Using the information:
**A.** Copy the essay on winter pruning from "As I work through" up to and including "Simple. Hard. True.", replacing "drains" with "weakens".
**B.** Carry the essay on winter pruning forward from its last sentence.

Passage:
————
Pruning the Past, Preparing the Future
Thoughts from the Tractor Seat By Ken Polehn
Ken Polehn
The holidays fade fast. One moment the house is full of noise and Christmas warmth… and then suddenly January settles in, quiet and honest. Out here, we don’t plant in January.
We prune.
While the rest of the world rushes into resolutions, farmers step into the orchard with sharpened shears and a slower kind of determination. Winter pruning is deliberate work — removing what steals strength, keeping what will bear real fruit. It’s a discipline that shapes the whole year long before the first bud breaks.
My grandfather understood that kind of work. Born in February of 1886, he came into the world at a time when history was preparing both greatness and darkness — the same era that produced tyrants and dreamers, villains and saints. But he was neither loud nor famous. He was steady. Grounded. One of those quiet men whose wisdom lingered long after the words were spoken.
He used to say, “A tree only grows strong where you give it room.” And he’d show me, with slow hands and patient eyes, how to see future fruit in the bare bones of winter wood.
He never quoted scripture, but the truth of it lived in him — the idea that sometimes the branches that look the healthiest are the very ones you have to take off, because they steal the light from where the real fruit grows.
That’s the heart of pruning: strengthening by removing, protecting by cutting back. A principle as old as vineyards and as enduring as faith itself.
As I work through the rows each January, I hear his voice layered with that old teaching — not preached, not announced, just understood:
Cut away what drains life. Keep what bears it.
Simple. Hard. True.
By March the sap will rise again.
By April the blossoms will open like promises.
By July the trees will reveal whether we had the courage to do the winter work.
A New Year isn’t so different.
————
Referring expression data
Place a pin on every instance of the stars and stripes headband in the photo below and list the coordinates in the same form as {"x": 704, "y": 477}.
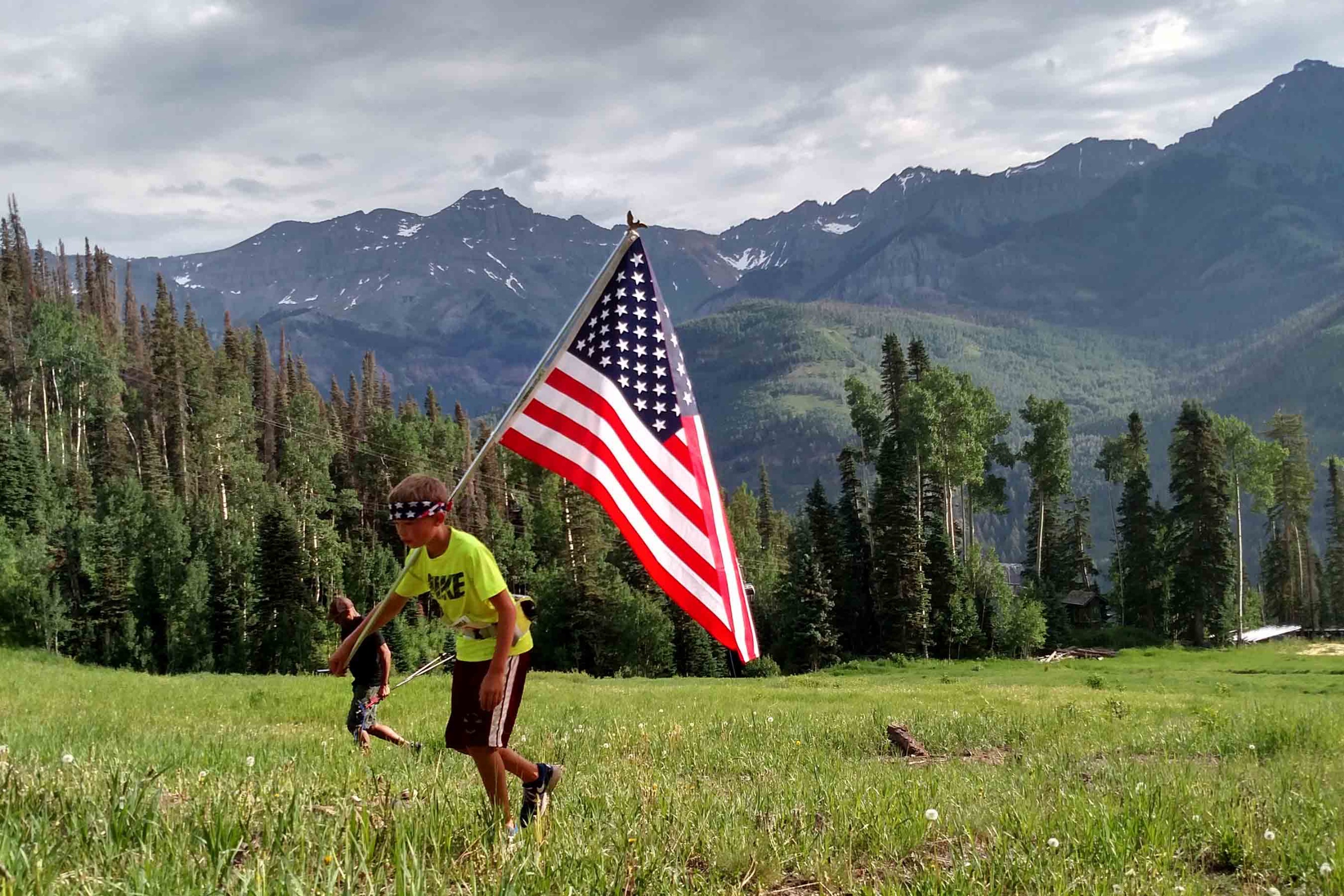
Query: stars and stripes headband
{"x": 414, "y": 510}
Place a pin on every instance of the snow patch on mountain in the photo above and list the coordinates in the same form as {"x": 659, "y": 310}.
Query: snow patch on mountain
{"x": 749, "y": 258}
{"x": 837, "y": 227}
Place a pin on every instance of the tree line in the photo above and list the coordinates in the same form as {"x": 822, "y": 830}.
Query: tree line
{"x": 175, "y": 504}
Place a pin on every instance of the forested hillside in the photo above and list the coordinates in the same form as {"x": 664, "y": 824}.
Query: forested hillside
{"x": 174, "y": 503}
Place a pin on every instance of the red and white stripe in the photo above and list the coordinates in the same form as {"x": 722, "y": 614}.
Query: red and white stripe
{"x": 663, "y": 496}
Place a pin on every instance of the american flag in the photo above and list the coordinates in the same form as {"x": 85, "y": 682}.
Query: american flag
{"x": 616, "y": 416}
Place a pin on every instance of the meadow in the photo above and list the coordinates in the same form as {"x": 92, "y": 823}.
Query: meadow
{"x": 1159, "y": 772}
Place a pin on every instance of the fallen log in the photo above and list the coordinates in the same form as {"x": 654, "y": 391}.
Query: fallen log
{"x": 905, "y": 742}
{"x": 1080, "y": 654}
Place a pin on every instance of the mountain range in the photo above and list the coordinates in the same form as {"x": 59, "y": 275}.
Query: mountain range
{"x": 1113, "y": 272}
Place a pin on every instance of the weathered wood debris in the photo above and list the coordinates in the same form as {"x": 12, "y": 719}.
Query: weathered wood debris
{"x": 905, "y": 742}
{"x": 1079, "y": 654}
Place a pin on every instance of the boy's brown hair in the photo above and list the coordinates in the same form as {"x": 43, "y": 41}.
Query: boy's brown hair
{"x": 338, "y": 606}
{"x": 418, "y": 487}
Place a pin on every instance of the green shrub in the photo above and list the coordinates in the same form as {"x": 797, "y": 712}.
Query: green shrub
{"x": 1019, "y": 625}
{"x": 761, "y": 668}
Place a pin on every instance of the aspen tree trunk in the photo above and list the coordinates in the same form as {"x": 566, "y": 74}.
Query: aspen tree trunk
{"x": 135, "y": 446}
{"x": 46, "y": 435}
{"x": 1040, "y": 531}
{"x": 1241, "y": 606}
{"x": 223, "y": 491}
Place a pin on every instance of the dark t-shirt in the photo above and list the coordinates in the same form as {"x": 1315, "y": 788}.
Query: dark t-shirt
{"x": 365, "y": 667}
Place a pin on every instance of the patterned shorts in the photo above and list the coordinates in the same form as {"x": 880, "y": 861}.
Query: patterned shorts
{"x": 468, "y": 725}
{"x": 360, "y": 707}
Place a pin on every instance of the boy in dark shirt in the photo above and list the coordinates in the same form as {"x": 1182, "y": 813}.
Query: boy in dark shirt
{"x": 370, "y": 667}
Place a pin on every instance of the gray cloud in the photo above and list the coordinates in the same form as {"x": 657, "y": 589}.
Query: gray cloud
{"x": 701, "y": 113}
{"x": 303, "y": 160}
{"x": 192, "y": 189}
{"x": 248, "y": 187}
{"x": 18, "y": 152}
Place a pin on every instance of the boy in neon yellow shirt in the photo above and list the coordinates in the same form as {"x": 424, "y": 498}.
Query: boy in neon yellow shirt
{"x": 494, "y": 649}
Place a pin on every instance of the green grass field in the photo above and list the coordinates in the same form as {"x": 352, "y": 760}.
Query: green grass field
{"x": 1160, "y": 772}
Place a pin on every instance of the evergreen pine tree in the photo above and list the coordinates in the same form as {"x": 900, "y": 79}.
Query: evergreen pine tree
{"x": 1288, "y": 562}
{"x": 854, "y": 591}
{"x": 765, "y": 511}
{"x": 1202, "y": 570}
{"x": 284, "y": 625}
{"x": 1332, "y": 605}
{"x": 432, "y": 410}
{"x": 264, "y": 399}
{"x": 808, "y": 641}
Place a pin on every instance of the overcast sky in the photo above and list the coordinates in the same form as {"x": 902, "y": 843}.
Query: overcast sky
{"x": 163, "y": 127}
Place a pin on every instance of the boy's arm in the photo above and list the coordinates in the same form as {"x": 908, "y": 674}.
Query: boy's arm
{"x": 377, "y": 618}
{"x": 492, "y": 688}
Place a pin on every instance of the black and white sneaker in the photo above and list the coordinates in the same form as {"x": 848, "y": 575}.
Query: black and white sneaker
{"x": 536, "y": 796}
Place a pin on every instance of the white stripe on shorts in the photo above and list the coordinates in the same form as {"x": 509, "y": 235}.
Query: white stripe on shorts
{"x": 501, "y": 713}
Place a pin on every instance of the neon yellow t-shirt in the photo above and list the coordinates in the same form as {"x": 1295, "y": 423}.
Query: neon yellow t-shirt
{"x": 463, "y": 581}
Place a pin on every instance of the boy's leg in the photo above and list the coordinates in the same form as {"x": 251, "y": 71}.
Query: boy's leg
{"x": 380, "y": 730}
{"x": 491, "y": 767}
{"x": 522, "y": 769}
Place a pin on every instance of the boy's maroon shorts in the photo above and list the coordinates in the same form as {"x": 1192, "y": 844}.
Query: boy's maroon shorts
{"x": 468, "y": 725}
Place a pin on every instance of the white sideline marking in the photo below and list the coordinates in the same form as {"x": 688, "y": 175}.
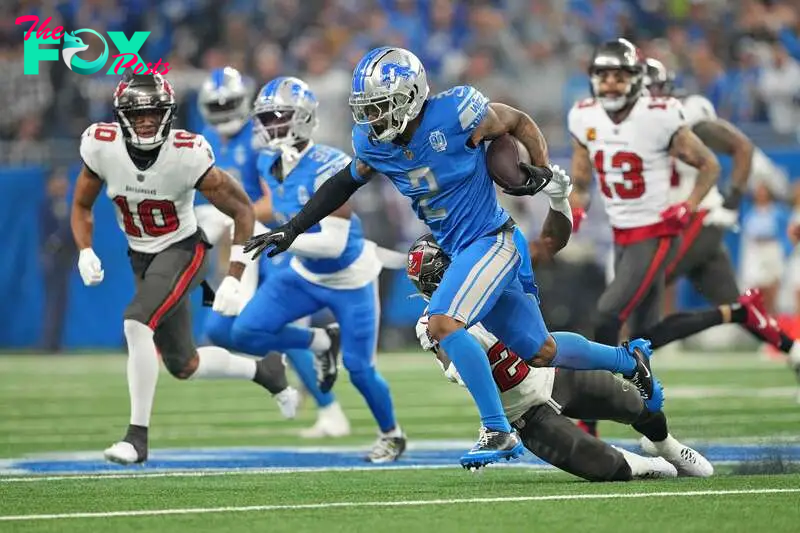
————
Exercise results:
**A.**
As I work through the rows each January, I hear his voice layered with that old teaching — not preached, not announced, just understood:
Cut away what weakens life. Keep what bears it.
Simple. Hard. True.

**B.**
Most of the meaningful changes happen quietly, without applause — choosing what to let go of, what to nurture, what future we want to grow toward. It’s pruning of another kind, but pruning all the same.
So as winter settles in, I’m thinking less about resolutions and more about this slow, sacred work — in the orchard and in life. What do I need to remove so something better can take root? What branches of worry or habit or distraction have grown wild and need trimming back? What part of my life needs more light?
These are the questions winter invites.
And the answers, if we’re honest, prepare the blessing of the seasons ahead.
From my tractor seat to your family — may your winter pruning make room for the fruit, the beauty, and the peace waiting in the coming spring.
Wishing you a peaceful prosperous New year.
About the Author
I was born in 1961 into a second-generation farm family in The Dalles. I grew up on a tractor seat, moving irrigation pipe with my sisters before school, and spent my summers picking cherries alongside the children of migrant families who returned year after year. My wife, children, and parents have all worked the same land. I’ve served as county Farm Bureau president, sat on the county fair board, and continue to support 4-H and FFA. I’ve seen firsthand what happens when farmers are squeezed out—not just of business, but of the conversation.